From the data below, copy out verbatim the lines running from the line containing "of the tree" to the line containing "[(131, 171)]", including both of those lines.
═════ DATA TO PROCESS ═════
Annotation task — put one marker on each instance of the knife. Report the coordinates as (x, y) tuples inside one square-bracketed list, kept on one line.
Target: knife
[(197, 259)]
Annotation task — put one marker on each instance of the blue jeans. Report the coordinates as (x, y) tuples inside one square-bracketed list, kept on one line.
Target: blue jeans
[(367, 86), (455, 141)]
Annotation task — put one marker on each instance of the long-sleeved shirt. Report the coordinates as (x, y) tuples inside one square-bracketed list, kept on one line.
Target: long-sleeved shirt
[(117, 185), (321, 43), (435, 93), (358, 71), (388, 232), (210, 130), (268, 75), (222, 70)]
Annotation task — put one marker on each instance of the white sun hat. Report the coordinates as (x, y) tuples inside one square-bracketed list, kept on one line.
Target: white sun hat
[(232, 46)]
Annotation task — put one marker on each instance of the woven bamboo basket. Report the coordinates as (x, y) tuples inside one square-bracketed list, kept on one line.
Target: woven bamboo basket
═════
═════ DATA TO PROCESS ═════
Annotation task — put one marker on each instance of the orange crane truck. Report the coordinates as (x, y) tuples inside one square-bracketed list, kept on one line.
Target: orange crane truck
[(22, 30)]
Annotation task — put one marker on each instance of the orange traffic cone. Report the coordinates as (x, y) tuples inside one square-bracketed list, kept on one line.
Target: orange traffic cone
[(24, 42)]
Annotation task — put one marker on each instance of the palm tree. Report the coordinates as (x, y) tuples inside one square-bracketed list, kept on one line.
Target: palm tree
═════
═════ DATA TO PROCESS ═════
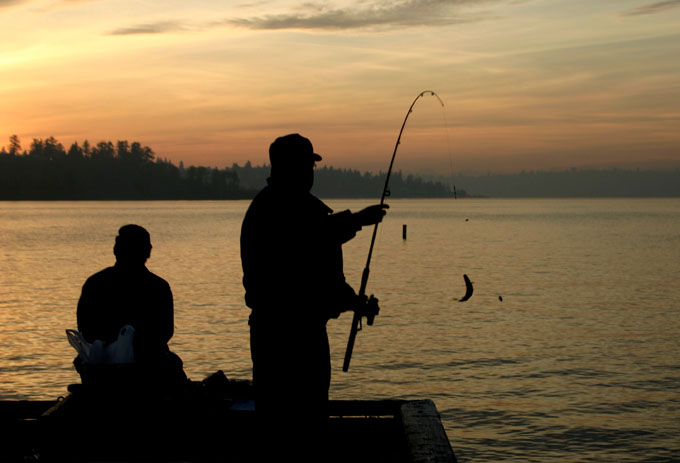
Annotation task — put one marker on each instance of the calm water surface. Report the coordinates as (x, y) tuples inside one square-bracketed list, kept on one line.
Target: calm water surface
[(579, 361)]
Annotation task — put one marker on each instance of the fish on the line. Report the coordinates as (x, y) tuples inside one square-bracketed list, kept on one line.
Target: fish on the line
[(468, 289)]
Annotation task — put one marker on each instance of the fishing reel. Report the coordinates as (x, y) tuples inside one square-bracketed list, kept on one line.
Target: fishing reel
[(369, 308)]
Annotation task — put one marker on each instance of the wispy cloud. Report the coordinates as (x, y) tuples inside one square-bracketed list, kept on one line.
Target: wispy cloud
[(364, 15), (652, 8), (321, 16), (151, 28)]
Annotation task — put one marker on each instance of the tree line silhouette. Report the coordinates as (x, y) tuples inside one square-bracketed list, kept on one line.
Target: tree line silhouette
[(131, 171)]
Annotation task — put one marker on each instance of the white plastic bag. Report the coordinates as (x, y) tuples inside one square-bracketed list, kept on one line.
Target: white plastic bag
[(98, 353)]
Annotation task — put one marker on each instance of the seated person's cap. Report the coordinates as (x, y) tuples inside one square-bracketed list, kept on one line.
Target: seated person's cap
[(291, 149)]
═════
*RESPONSE BELOW*:
Annotation task — put one marker on each instance of the tree line silhouette. Report the coordinates as (x, y) tuples inside one square-bracketed list, kept on one line.
Target: tree line silhouette
[(131, 171)]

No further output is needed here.